### Task item
Recast as a numbered list the part of the items that opens with the line containing "428L1236 435L1235 415ZM1286" and closes with the line containing "positive clicks: (1204, 641)", including both of those lines. Leave out any blank lines.

### Data provided
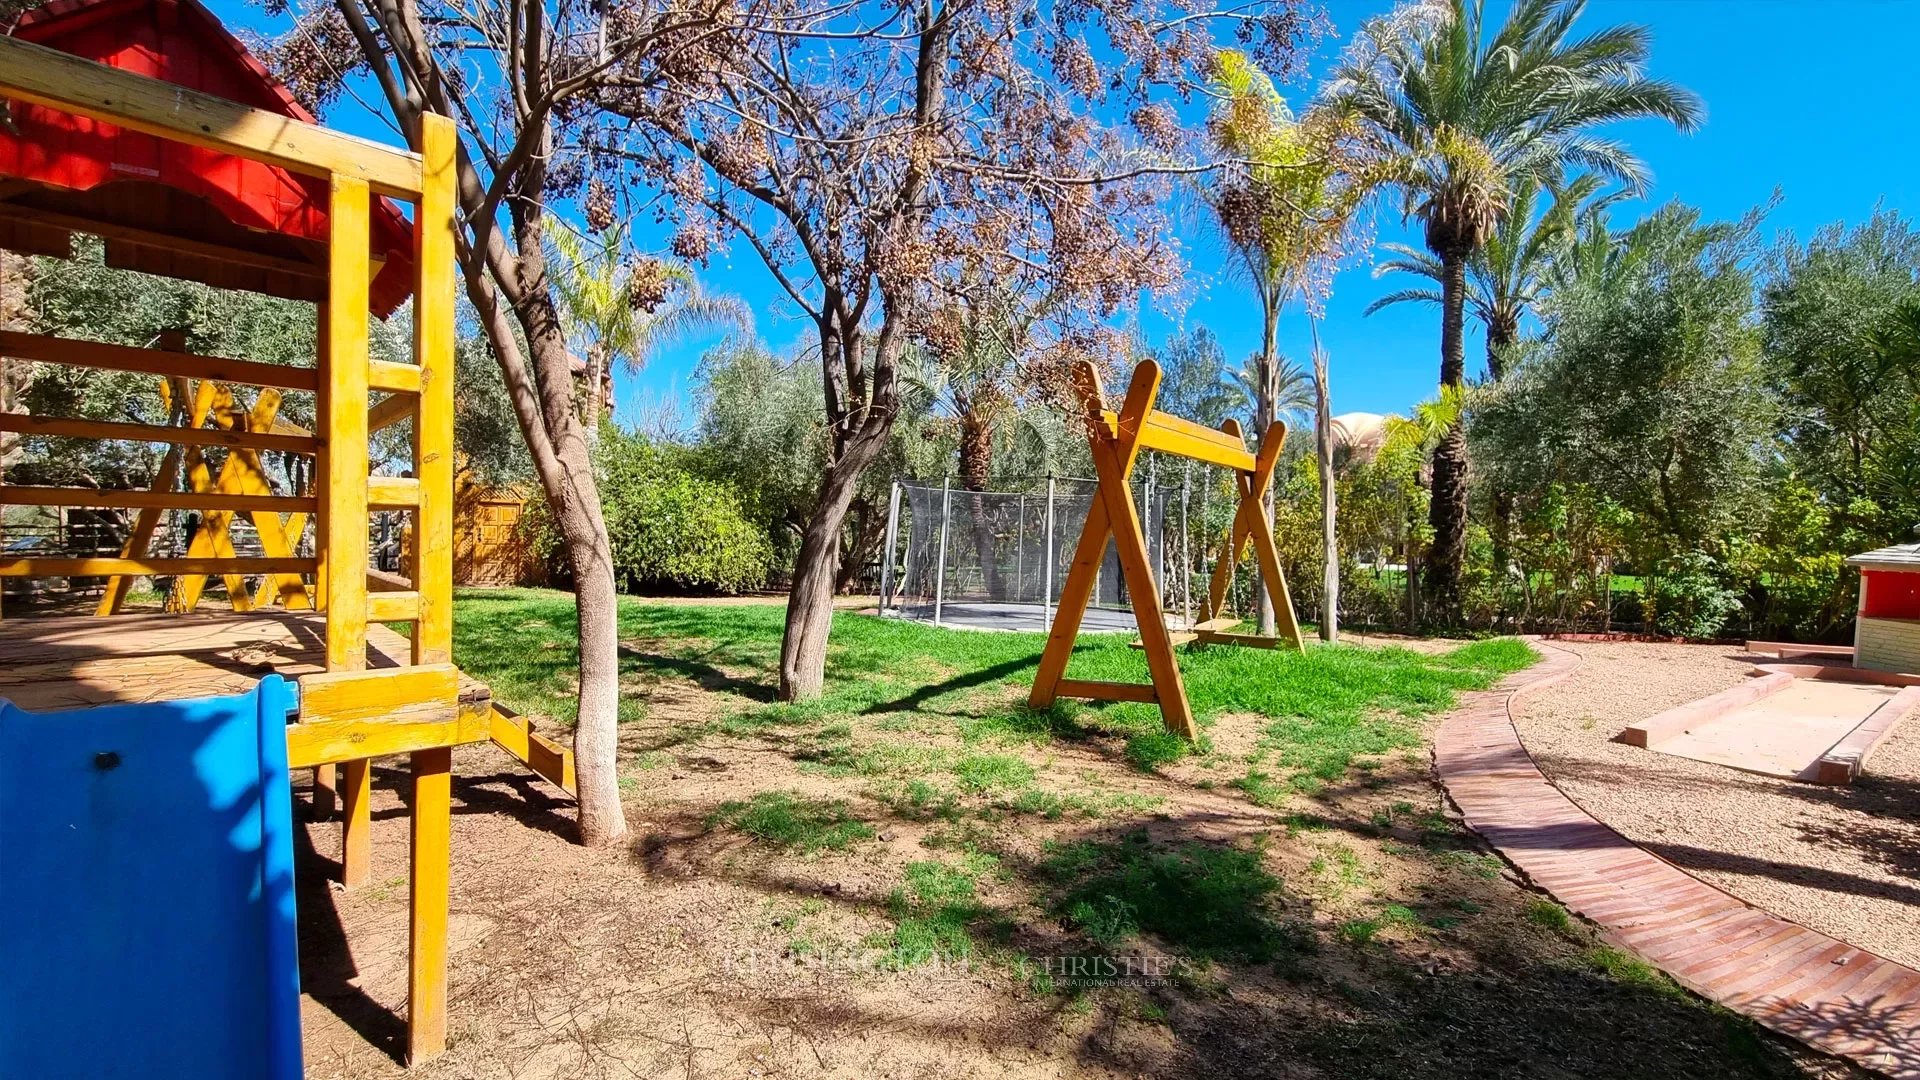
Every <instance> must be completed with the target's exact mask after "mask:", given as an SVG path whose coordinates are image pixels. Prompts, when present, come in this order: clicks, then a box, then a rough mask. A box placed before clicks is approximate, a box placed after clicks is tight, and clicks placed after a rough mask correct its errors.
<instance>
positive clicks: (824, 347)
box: [780, 313, 900, 701]
mask: <svg viewBox="0 0 1920 1080" xmlns="http://www.w3.org/2000/svg"><path fill="white" fill-rule="evenodd" d="M845 327H847V323H841V321H835V319H824V321H822V325H820V375H822V379H824V390H826V415H828V430H831V432H833V440H831V448H829V452H828V454H829V457H828V467H826V473H824V475H822V477H820V498H818V500H814V513H812V517H808V519H806V528H803V530H801V550H799V552H797V553H795V559H793V588H791V590H789V592H787V626H785V634H783V636H781V640H780V700H781V701H812V700H816V698H820V692H822V688H824V684H826V673H828V634H831V632H833V580H835V573H837V569H839V552H841V527H843V525H845V523H847V509H849V507H851V505H852V500H854V496H856V494H858V490H860V473H864V471H866V467H868V465H872V463H874V459H876V457H879V452H881V448H885V446H887V436H889V434H891V432H893V419H895V415H897V411H899V409H897V405H899V386H897V382H895V379H897V375H895V359H897V350H899V332H900V329H899V321H897V319H895V317H893V315H891V313H889V315H887V319H885V321H883V323H881V327H879V332H877V336H876V344H874V346H872V361H874V367H872V373H870V375H868V373H866V371H864V369H862V367H864V365H862V363H860V359H862V357H866V356H868V354H866V350H868V346H866V342H864V340H862V336H860V334H856V332H849V331H847V329H845ZM841 369H843V371H845V382H841V380H839V377H837V371H841ZM849 388H851V390H849ZM860 390H864V394H860Z"/></svg>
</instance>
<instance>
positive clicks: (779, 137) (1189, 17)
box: [601, 0, 1309, 700]
mask: <svg viewBox="0 0 1920 1080" xmlns="http://www.w3.org/2000/svg"><path fill="white" fill-rule="evenodd" d="M797 2H799V0H781V2H780V4H772V6H768V8H762V10H758V19H756V21H755V23H751V25H743V23H739V19H737V13H732V12H730V13H728V15H726V17H724V19H726V21H728V27H726V29H724V31H722V33H716V35H712V37H707V38H701V42H703V44H701V46H699V48H687V50H684V52H682V54H680V60H676V61H674V63H659V65H655V63H647V65H641V67H639V69H637V71H634V73H626V71H620V77H618V81H616V85H614V86H612V88H609V92H605V94H603V98H601V102H603V104H605V108H607V110H609V111H612V113H618V115H622V117H626V119H628V125H626V127H624V129H618V131H609V135H607V142H605V148H607V152H609V154H618V156H620V158H622V160H626V161H628V165H630V167H632V169H634V171H637V173H639V179H641V181H645V183H651V184H657V186H659V188H662V190H664V192H666V194H668V196H670V200H672V202H670V208H668V213H672V217H674V219H676V223H678V233H676V236H674V252H676V254H680V256H684V258H705V256H707V254H708V252H712V250H716V248H720V246H724V244H730V242H733V240H741V242H745V244H749V246H751V248H753V250H755V252H756V254H758V256H760V259H762V261H764V263H766V267H768V271H772V275H774V279H776V281H778V282H780V286H781V288H783V290H785V294H787V296H789V298H791V300H793V304H795V306H797V307H799V309H801V311H803V313H804V315H806V319H808V321H810V323H812V325H814V329H816V334H818V348H820V359H822V380H824V398H826V419H828V430H829V440H828V461H826V469H824V477H822V484H820V498H818V500H816V503H814V511H812V517H810V519H808V523H806V527H804V530H803V534H801V546H799V555H797V559H795V569H793V592H791V596H789V603H787V626H785V640H783V644H781V659H780V694H781V698H787V700H803V698H814V696H818V694H820V690H822V682H824V676H826V646H828V632H829V628H831V594H833V582H835V563H837V559H839V552H841V530H843V523H845V517H847V509H849V505H851V502H852V500H854V494H856V482H858V479H860V473H862V471H864V469H866V467H868V465H870V463H872V461H874V459H876V457H877V454H879V452H881V448H883V444H885V440H887V432H889V430H891V427H893V423H895V417H897V415H899V409H900V359H902V352H904V348H906V346H908V342H910V340H914V338H918V340H922V342H925V344H929V346H931V348H935V350H941V352H954V350H956V348H954V342H958V338H960V334H962V332H964V327H962V325H960V319H956V317H954V311H958V309H962V307H964V306H956V304H954V302H952V300H954V298H956V296H966V294H968V292H970V288H972V282H981V281H991V282H995V286H996V288H1006V290H1010V292H1012V294H1016V296H1043V294H1048V296H1054V298H1056V300H1058V302H1060V306H1062V319H1069V321H1075V323H1073V329H1071V331H1068V332H1060V334H1056V336H1054V350H1052V357H1050V359H1052V361H1062V359H1068V357H1071V356H1092V357H1102V356H1108V354H1112V352H1117V350H1119V344H1121V342H1119V334H1117V332H1114V331H1110V329H1108V327H1106V323H1104V319H1106V315H1110V313H1114V311H1116V309H1119V307H1121V306H1125V304H1131V302H1135V298H1137V296H1139V294H1140V292H1142V290H1150V288H1165V286H1171V284H1175V281H1177V273H1179V263H1181V258H1179V248H1177V240H1173V236H1175V233H1173V231H1171V229H1169V227H1167V221H1165V215H1164V211H1162V206H1164V202H1165V196H1167V186H1169V184H1167V177H1169V175H1173V173H1177V171H1188V169H1202V167H1206V165H1204V161H1198V160H1196V158H1194V154H1190V152H1188V146H1187V144H1188V133H1187V131H1183V127H1181V123H1179V119H1177V115H1175V110H1173V106H1171V102H1175V100H1179V98H1181V96H1188V94H1192V92H1198V90H1204V85H1202V81H1200V79H1198V73H1200V69H1202V67H1204V65H1206V63H1208V61H1210V60H1212V54H1213V50H1215V48H1217V46H1215V40H1213V38H1215V33H1217V31H1227V33H1235V35H1238V37H1240V38H1242V40H1246V42H1252V44H1254V46H1258V48H1261V52H1263V54H1267V56H1271V58H1273V60H1275V61H1284V60H1288V58H1290V52H1292V46H1294V42H1296V38H1298V37H1300V35H1302V33H1304V31H1306V29H1308V25H1309V21H1308V19H1306V17H1304V15H1300V13H1298V12H1296V10H1294V8H1292V6H1290V4H1286V2H1284V0H1283V2H1279V4H1265V2H1256V4H1246V6H1235V8H1233V10H1231V12H1212V10H1206V8H1198V6H1192V4H1179V2H1175V0H1121V2H1110V4H1085V2H1079V0H1069V2H1060V4H1044V6H1043V4H1037V2H1004V0H947V2H937V0H906V2H900V4H862V2H858V0H851V2H847V4H839V6H833V8H828V10H806V8H801V6H797ZM682 37H685V38H693V37H697V31H691V29H689V31H682ZM1102 117H1127V123H1104V121H1102Z"/></svg>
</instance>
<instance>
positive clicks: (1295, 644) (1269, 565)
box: [1200, 421, 1306, 650]
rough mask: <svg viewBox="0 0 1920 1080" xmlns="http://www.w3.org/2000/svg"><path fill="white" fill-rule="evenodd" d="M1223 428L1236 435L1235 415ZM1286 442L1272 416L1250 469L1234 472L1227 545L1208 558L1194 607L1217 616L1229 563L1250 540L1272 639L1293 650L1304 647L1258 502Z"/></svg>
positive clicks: (1204, 641) (1278, 564) (1271, 535)
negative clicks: (1206, 581)
mask: <svg viewBox="0 0 1920 1080" xmlns="http://www.w3.org/2000/svg"><path fill="white" fill-rule="evenodd" d="M1223 429H1225V430H1227V432H1229V434H1235V436H1238V434H1240V425H1238V423H1236V421H1227V423H1225V425H1223ZM1284 442H1286V425H1284V423H1283V421H1273V423H1271V425H1269V427H1267V432H1265V436H1263V438H1261V440H1260V455H1258V457H1256V459H1254V471H1252V473H1235V477H1233V482H1235V490H1236V492H1238V496H1240V502H1238V505H1236V507H1235V513H1233V528H1229V532H1227V546H1225V548H1223V550H1221V555H1219V561H1217V563H1213V580H1212V582H1210V586H1208V600H1206V603H1204V605H1202V607H1200V621H1202V623H1206V621H1210V619H1213V617H1217V615H1219V613H1221V611H1223V609H1225V605H1227V584H1229V580H1231V577H1233V567H1235V565H1238V563H1240V559H1242V557H1244V552H1246V546H1248V544H1252V548H1254V559H1256V561H1258V563H1260V578H1261V582H1263V588H1265V590H1267V600H1269V601H1271V603H1273V619H1275V630H1277V638H1275V640H1273V642H1281V640H1284V642H1286V644H1290V646H1292V648H1294V650H1304V648H1306V644H1304V640H1302V636H1300V619H1298V617H1296V615H1294V600H1292V594H1290V592H1288V588H1286V577H1284V575H1283V573H1281V552H1279V548H1277V546H1275V542H1273V523H1269V521H1267V513H1265V507H1263V505H1261V503H1263V502H1265V498H1267V490H1269V488H1271V486H1273V469H1275V465H1277V463H1279V459H1281V446H1283V444H1284ZM1210 638H1213V640H1235V638H1225V636H1219V634H1213V632H1202V634H1200V640H1202V642H1206V640H1210ZM1242 640H1244V644H1269V640H1267V638H1244V636H1242Z"/></svg>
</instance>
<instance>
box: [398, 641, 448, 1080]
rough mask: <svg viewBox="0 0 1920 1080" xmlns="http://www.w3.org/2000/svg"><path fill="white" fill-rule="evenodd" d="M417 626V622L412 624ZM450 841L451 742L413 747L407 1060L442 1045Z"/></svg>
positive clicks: (446, 1040) (444, 1037) (427, 1054)
mask: <svg viewBox="0 0 1920 1080" xmlns="http://www.w3.org/2000/svg"><path fill="white" fill-rule="evenodd" d="M415 632H419V628H415ZM451 844H453V748H447V746H442V748H434V749H417V751H415V753H413V867H411V880H413V896H411V907H409V922H407V936H409V949H411V957H409V965H407V1063H409V1065H415V1063H420V1061H426V1059H428V1057H434V1055H436V1053H440V1051H442V1049H445V1045H447V886H449V882H447V876H449V863H451Z"/></svg>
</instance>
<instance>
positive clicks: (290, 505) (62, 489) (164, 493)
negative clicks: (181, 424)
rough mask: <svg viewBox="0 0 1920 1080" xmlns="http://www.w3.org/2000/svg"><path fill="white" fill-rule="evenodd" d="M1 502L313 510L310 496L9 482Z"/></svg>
mask: <svg viewBox="0 0 1920 1080" xmlns="http://www.w3.org/2000/svg"><path fill="white" fill-rule="evenodd" d="M0 503H12V505H96V507H111V509H142V507H156V509H227V511H234V509H271V511H280V513H294V511H301V509H313V503H315V500H313V498H311V496H228V494H219V492H140V490H102V488H40V486H27V484H8V486H4V488H0Z"/></svg>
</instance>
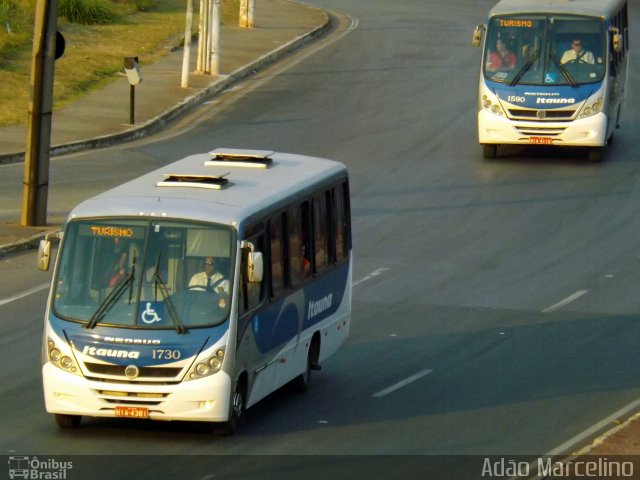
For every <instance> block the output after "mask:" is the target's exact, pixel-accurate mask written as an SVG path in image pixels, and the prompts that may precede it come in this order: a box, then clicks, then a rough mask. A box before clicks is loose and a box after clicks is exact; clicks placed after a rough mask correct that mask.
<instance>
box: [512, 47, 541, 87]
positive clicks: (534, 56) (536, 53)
mask: <svg viewBox="0 0 640 480" xmlns="http://www.w3.org/2000/svg"><path fill="white" fill-rule="evenodd" d="M539 57H540V50H536V51H535V52H533V53H532V54H531V56H530V57H529V60H527V63H525V64H524V65H523V66H522V68H521V69H520V70H518V73H516V76H515V77H513V80H511V83H509V86H510V87H515V86H516V85H517V84H518V82H520V80H521V79H522V77H524V74H525V73H527V72H528V71H529V69H530V68H531V66H532V65H533V64H534V63H535V62H536V60H537V59H538V58H539Z"/></svg>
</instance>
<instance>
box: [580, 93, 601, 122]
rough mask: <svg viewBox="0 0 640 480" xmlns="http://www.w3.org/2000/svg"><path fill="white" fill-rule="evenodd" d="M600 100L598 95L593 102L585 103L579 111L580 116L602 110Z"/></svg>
mask: <svg viewBox="0 0 640 480" xmlns="http://www.w3.org/2000/svg"><path fill="white" fill-rule="evenodd" d="M602 102H603V100H602V97H600V98H598V100H596V101H595V102H594V103H591V104H587V105H586V106H585V107H584V109H583V110H582V112H581V113H580V118H587V117H590V116H592V115H595V114H596V113H598V112H600V111H601V110H602Z"/></svg>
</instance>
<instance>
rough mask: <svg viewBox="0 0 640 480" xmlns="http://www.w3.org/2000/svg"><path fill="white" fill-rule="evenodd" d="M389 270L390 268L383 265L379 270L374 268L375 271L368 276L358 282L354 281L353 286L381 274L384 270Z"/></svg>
mask: <svg viewBox="0 0 640 480" xmlns="http://www.w3.org/2000/svg"><path fill="white" fill-rule="evenodd" d="M387 270H389V269H388V268H387V267H382V268H379V269H377V270H374V271H373V272H371V273H370V274H369V275H367V276H366V277H364V278H361V279H360V280H358V281H357V282H353V284H352V285H351V286H352V287H355V286H356V285H360V284H361V283H362V282H366V281H367V280H371V279H372V278H373V277H377V276H378V275H380V274H381V273H383V272H386V271H387Z"/></svg>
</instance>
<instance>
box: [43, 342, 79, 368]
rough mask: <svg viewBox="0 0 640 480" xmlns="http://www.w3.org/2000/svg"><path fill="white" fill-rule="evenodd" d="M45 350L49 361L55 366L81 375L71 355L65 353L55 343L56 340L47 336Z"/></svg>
mask: <svg viewBox="0 0 640 480" xmlns="http://www.w3.org/2000/svg"><path fill="white" fill-rule="evenodd" d="M47 352H48V355H49V361H50V362H51V363H52V364H53V365H55V366H56V367H58V368H60V369H62V370H64V371H66V372H69V373H73V374H74V375H81V374H80V369H79V368H78V366H77V365H76V362H75V360H74V359H73V358H71V356H69V355H65V354H63V353H62V351H61V350H60V349H59V348H58V346H57V345H56V342H54V341H53V339H51V338H47Z"/></svg>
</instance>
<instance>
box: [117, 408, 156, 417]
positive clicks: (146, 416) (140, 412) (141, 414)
mask: <svg viewBox="0 0 640 480" xmlns="http://www.w3.org/2000/svg"><path fill="white" fill-rule="evenodd" d="M116 417H126V418H149V409H148V408H146V407H116Z"/></svg>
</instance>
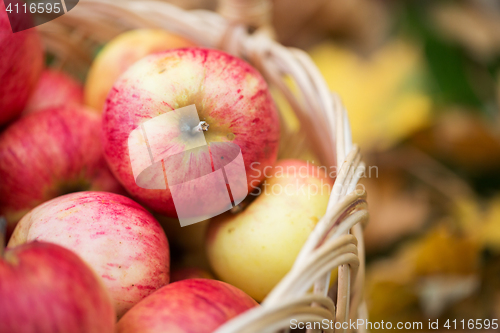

### Output of the exercise
1. rough mask: <svg viewBox="0 0 1920 1080" xmlns="http://www.w3.org/2000/svg"><path fill="white" fill-rule="evenodd" d="M1223 428L1236 435L1235 415ZM1286 442L1272 416L1250 469L1234 472L1227 545L1208 558L1194 607L1217 616L1229 563L1250 540L1272 639L1293 650L1304 647L1258 502Z"/></svg>
2. positive clicks: (1204, 641) (1278, 564) (1271, 535)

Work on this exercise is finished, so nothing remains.